[Pointing dataset excerpts]
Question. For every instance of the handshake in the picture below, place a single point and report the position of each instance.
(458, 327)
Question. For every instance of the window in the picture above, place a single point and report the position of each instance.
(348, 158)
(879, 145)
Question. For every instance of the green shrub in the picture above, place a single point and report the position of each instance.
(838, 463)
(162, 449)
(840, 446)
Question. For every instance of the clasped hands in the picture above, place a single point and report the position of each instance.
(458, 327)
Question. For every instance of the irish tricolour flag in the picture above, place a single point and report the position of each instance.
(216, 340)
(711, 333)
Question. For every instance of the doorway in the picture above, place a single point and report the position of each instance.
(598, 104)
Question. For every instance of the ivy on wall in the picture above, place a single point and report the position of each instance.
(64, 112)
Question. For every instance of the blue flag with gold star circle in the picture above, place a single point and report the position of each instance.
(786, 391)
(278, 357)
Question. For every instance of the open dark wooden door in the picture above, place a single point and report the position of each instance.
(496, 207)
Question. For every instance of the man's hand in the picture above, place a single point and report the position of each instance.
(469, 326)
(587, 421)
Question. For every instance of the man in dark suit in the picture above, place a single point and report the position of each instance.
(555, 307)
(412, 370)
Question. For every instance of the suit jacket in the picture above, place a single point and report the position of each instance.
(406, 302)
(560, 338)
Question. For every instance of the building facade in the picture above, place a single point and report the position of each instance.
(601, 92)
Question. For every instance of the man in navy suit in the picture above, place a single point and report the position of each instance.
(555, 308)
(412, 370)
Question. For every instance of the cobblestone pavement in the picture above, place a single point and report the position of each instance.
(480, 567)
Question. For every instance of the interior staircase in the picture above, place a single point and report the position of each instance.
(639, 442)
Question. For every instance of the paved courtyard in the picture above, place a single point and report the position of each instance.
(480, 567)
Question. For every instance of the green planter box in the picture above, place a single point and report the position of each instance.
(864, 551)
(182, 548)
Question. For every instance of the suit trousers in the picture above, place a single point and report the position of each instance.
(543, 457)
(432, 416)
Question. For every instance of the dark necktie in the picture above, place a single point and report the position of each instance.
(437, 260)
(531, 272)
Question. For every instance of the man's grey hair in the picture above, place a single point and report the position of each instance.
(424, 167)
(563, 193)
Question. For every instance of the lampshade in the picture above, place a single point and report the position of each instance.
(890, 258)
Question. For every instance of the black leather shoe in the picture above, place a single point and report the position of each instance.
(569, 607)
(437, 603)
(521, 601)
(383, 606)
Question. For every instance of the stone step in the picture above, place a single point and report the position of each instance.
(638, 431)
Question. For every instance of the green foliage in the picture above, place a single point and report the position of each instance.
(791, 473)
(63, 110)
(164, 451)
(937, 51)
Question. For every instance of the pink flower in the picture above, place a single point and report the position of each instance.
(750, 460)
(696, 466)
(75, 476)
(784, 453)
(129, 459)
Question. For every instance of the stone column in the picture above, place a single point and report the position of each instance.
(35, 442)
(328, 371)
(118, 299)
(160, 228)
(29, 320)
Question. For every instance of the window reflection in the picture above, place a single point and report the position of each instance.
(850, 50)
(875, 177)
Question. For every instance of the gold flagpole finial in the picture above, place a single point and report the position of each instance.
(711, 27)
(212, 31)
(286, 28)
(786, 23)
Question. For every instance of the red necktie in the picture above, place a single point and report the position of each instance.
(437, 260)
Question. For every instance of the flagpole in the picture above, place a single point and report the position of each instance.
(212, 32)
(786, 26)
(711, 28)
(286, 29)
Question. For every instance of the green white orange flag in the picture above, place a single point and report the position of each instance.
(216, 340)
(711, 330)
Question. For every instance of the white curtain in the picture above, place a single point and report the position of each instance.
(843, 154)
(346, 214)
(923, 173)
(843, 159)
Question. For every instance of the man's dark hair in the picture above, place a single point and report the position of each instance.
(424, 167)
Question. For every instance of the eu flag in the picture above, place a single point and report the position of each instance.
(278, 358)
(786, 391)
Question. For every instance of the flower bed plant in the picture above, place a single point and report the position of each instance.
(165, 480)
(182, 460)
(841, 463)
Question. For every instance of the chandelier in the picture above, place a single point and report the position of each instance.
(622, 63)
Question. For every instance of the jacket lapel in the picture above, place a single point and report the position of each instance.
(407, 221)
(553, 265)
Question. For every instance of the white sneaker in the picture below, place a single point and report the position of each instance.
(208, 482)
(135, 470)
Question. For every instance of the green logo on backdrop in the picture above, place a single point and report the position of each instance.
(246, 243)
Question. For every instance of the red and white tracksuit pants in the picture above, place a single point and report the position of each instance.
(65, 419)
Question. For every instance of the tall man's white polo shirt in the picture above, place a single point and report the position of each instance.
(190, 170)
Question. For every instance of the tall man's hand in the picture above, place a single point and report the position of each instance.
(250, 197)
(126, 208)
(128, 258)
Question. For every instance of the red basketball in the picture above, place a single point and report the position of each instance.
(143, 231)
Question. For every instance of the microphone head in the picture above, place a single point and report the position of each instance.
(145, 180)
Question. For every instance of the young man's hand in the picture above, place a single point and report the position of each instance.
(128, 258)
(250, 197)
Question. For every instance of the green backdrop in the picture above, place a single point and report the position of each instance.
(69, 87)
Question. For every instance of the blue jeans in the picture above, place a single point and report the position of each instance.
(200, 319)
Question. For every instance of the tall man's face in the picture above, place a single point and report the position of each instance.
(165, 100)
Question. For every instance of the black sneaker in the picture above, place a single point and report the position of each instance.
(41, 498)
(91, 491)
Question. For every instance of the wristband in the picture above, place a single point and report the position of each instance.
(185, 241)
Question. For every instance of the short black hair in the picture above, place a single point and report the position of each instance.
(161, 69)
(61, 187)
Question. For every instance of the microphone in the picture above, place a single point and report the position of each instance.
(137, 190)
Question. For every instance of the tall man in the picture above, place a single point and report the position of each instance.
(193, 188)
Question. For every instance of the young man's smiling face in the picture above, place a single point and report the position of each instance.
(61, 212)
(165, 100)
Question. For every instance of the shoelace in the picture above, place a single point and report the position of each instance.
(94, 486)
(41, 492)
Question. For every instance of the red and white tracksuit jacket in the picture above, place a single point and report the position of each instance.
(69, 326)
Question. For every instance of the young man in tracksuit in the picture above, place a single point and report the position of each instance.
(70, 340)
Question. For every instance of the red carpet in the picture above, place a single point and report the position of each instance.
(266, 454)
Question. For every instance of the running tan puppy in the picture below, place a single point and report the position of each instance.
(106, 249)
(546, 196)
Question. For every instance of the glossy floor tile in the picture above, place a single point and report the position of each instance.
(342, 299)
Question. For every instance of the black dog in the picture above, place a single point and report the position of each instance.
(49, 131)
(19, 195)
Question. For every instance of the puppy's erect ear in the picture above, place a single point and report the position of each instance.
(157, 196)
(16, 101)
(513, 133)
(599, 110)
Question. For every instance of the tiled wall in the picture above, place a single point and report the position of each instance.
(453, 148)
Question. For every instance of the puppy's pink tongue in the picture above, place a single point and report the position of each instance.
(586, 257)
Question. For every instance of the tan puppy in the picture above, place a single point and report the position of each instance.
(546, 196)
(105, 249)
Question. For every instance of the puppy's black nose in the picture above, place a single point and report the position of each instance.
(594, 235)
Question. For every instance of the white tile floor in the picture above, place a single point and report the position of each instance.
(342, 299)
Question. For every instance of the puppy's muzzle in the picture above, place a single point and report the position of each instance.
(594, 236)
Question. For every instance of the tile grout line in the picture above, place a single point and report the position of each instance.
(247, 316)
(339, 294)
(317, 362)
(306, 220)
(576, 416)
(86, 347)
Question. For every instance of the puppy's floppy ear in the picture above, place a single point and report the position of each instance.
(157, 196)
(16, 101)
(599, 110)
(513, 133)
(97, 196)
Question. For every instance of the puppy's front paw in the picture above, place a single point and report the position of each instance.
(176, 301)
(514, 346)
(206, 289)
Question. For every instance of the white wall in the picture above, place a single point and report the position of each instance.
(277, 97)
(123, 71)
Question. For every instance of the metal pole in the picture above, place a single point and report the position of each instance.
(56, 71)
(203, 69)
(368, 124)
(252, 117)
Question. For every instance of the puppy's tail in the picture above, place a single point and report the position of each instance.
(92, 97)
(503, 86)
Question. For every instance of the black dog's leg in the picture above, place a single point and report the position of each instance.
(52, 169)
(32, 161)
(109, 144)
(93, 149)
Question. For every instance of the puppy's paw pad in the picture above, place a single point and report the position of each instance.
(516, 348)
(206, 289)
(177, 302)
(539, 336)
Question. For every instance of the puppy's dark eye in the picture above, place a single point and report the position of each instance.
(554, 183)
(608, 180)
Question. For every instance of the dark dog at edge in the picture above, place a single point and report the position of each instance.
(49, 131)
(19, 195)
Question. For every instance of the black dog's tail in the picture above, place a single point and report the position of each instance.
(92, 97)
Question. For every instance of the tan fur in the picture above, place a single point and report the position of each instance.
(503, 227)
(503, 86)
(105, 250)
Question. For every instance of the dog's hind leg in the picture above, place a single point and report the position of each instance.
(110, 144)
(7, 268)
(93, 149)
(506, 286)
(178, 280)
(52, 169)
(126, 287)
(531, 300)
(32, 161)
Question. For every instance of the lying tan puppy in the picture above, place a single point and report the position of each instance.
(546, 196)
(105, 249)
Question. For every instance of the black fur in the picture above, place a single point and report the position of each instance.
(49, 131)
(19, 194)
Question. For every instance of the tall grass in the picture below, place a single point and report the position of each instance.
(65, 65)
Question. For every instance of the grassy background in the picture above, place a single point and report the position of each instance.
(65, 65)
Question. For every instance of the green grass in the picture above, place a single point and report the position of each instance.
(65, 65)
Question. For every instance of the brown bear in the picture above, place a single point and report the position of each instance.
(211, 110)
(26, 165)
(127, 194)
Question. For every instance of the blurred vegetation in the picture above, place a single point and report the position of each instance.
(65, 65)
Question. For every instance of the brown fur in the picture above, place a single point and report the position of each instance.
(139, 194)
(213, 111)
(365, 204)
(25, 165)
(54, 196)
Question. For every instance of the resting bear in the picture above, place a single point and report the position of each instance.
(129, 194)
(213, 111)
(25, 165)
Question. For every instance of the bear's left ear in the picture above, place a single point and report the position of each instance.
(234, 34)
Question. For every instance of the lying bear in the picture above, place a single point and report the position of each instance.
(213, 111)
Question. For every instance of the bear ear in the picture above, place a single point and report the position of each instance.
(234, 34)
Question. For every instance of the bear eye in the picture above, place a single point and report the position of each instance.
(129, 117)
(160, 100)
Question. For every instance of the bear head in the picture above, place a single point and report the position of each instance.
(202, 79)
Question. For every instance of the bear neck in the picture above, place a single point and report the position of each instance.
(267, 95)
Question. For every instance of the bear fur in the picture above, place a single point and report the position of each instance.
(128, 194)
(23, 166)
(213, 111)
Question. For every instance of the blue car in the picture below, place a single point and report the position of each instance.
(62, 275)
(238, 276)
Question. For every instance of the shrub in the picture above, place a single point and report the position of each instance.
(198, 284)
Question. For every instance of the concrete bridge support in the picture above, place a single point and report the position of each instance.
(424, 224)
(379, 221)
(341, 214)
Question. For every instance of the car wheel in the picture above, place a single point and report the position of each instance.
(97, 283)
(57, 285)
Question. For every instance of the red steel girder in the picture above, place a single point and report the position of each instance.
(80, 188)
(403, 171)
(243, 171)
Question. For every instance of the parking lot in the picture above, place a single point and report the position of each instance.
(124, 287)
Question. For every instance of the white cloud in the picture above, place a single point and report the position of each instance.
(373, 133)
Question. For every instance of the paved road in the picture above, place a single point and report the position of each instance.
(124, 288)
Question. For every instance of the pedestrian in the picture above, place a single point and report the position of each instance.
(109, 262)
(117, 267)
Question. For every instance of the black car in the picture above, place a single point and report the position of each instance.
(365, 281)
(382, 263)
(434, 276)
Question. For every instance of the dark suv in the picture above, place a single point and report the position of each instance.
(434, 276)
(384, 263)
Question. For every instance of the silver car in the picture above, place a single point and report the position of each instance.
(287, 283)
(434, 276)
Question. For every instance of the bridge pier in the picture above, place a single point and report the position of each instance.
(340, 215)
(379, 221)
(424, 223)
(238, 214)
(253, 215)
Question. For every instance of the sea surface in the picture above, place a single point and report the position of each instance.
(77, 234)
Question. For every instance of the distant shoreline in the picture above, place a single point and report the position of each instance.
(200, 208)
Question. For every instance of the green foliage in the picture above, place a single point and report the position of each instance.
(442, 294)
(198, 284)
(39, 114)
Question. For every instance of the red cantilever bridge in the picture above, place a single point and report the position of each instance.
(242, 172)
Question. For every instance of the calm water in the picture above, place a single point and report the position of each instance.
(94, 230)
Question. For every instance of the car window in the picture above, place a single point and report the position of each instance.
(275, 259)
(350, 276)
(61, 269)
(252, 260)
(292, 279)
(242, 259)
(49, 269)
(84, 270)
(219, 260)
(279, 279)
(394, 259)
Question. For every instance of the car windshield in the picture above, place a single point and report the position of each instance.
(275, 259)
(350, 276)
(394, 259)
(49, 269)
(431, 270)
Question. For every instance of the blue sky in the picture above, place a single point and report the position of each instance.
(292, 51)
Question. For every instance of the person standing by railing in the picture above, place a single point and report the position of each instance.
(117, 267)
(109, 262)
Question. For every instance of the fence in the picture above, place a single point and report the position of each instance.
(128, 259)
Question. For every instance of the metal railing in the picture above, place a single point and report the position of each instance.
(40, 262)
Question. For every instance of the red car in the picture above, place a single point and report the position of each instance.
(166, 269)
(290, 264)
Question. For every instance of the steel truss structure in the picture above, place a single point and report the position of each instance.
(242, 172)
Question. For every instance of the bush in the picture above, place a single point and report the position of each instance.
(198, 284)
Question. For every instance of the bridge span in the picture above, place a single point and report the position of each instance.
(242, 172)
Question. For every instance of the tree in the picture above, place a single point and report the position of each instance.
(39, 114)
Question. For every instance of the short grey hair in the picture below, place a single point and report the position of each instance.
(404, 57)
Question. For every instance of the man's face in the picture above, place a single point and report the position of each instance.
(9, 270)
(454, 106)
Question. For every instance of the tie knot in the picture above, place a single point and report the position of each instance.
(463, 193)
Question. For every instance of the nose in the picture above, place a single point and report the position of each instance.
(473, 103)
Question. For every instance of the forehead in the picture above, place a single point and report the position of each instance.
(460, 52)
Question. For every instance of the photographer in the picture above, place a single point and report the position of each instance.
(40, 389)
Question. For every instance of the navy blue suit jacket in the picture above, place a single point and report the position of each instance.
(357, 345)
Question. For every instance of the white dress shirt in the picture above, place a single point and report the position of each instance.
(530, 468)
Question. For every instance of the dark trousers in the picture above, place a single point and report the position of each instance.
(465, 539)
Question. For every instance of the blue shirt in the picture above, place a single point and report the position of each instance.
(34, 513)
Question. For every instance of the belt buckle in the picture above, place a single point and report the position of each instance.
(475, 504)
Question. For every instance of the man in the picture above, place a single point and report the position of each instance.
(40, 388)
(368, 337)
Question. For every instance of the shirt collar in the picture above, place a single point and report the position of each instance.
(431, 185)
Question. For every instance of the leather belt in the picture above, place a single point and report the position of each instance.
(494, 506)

SHORT EXERCISE: Write out exactly the lines starting with the one that holds "Question. For every instance of the dark trousers" and running through the last line above.

CORRECT RESPONSE:
Question. For every instance of the dark trousers in the picture above, place a single point and report the position of each instance.
(465, 539)
Question. For every instance of the blue shirt in the picture above, place a single point and report the position of each instance.
(34, 513)
Question. For every instance of the belt buckle in the picture above, place a single point and report the position of each instance.
(475, 504)
Question. For every instance of the man in the picture above, place a single point and report the position of each instance.
(40, 388)
(368, 337)
Question. For every instance of the shirt collar in the picture above, place a single point and report the position of each instance.
(431, 185)
Question. For every instance of the leather belt in the picture above, place a single point and report the position of each instance.
(494, 506)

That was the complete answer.